- Input for this task
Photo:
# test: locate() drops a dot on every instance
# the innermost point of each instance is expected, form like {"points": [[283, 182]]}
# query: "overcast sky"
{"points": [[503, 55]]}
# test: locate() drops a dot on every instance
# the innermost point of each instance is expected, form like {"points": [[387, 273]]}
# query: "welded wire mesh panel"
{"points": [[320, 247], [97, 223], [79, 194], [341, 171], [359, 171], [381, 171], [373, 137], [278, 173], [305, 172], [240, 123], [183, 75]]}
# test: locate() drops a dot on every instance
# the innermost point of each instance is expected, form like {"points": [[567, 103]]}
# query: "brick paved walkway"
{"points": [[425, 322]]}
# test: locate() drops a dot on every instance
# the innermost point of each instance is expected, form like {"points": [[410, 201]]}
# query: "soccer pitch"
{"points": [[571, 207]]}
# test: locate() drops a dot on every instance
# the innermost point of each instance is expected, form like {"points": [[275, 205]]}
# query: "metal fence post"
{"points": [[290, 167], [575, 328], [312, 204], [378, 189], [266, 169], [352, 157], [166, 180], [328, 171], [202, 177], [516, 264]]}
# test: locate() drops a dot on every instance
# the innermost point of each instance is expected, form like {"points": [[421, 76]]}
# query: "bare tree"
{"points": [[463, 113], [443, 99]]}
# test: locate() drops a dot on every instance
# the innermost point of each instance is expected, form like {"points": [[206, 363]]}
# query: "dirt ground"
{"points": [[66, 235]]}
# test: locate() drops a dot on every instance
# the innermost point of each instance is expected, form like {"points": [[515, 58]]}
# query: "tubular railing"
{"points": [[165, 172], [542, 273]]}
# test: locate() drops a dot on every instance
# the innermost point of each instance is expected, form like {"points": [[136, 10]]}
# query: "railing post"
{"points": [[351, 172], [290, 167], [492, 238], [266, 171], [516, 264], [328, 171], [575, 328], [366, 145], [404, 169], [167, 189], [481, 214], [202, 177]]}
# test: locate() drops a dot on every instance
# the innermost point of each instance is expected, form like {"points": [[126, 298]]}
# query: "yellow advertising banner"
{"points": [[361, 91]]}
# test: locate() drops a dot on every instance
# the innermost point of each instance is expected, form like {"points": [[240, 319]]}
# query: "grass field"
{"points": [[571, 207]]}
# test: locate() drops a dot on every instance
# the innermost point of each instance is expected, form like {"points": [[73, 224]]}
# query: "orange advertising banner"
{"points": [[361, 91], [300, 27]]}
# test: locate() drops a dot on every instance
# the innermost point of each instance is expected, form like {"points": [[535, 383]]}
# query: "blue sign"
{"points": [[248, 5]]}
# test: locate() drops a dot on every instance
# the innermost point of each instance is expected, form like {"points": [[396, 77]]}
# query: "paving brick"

- Work instruction
Your response should consist of the full listing, repeated exactly.

- Reply to the exercise
Photo:
# test: locate() drops a dot on every instance
# the innermost point of each instance is expected, form like {"points": [[283, 182]]}
# query: "overcast sky"
{"points": [[503, 55]]}
# test: locate() drops a dot on every instance
# the innermost point of each instance is expected, form like {"points": [[387, 273]]}
# query: "welded wire mesh panel"
{"points": [[320, 247], [97, 223], [79, 194], [341, 171], [359, 171], [381, 171], [373, 137], [278, 173], [305, 172], [240, 123], [183, 75]]}
# test: locate() drops a dot on every instance
# the innermost point of each instance is expected, form like {"points": [[567, 103]]}
# query: "brick paved walkway"
{"points": [[425, 322]]}
# test: locate() drops a dot on every instance
# the innermost point of each instance is expected, form like {"points": [[410, 201]]}
# query: "soccer pitch"
{"points": [[571, 207]]}
# test: locate() drops a dot on every instance
# the innermost point of each instance is expected, form like {"points": [[275, 205]]}
# query: "metal fence post"
{"points": [[290, 167], [575, 328], [312, 204], [378, 189], [266, 169], [352, 157], [166, 180], [328, 171], [202, 177], [516, 264]]}
# test: locate() drops a dot on every instance
# the innermost point of each instance is expected, form like {"points": [[421, 76]]}
# query: "bare tree"
{"points": [[463, 113], [443, 99]]}
# test: locate() drops a dot on every instance
# the innermost point of each instance is expected, form like {"points": [[206, 363]]}
# query: "dirt ground"
{"points": [[66, 235]]}
# test: locate() drops a dot on every instance
# the innermost point of each instance is expected, form like {"points": [[515, 58]]}
# query: "tubular railing"
{"points": [[165, 172], [542, 273]]}
# test: locate() drops a dot on every instance
# the innermost point of each instance is expected, form like {"points": [[136, 10]]}
# query: "railing post"
{"points": [[351, 172], [290, 167], [492, 238], [266, 171], [516, 264], [328, 171], [575, 328], [366, 145], [404, 169], [167, 189], [481, 214], [202, 177]]}
# test: locate() drops a dot on every instance
# the innermost point of each instance is expected, form like {"points": [[126, 298]]}
# query: "yellow advertising banner"
{"points": [[361, 91]]}
# test: locate() drops a dot on every instance
# the innermost point of each instance is expected, form like {"points": [[240, 319]]}
# query: "grass field"
{"points": [[571, 207]]}
# test: locate() drops a dot on every instance
# the innermost point of each instance is expected, form like {"points": [[73, 224]]}
# query: "orange advertising banner"
{"points": [[361, 91], [300, 27]]}
# test: locate() drops a dot on every instance
# the innermost point of each instance is expected, form like {"points": [[535, 383]]}
# query: "blue sign"
{"points": [[248, 5]]}
# test: locate() drops a dot on every instance
# the innermost point of each instance is expected, form like {"points": [[396, 77]]}
# query: "paving brick"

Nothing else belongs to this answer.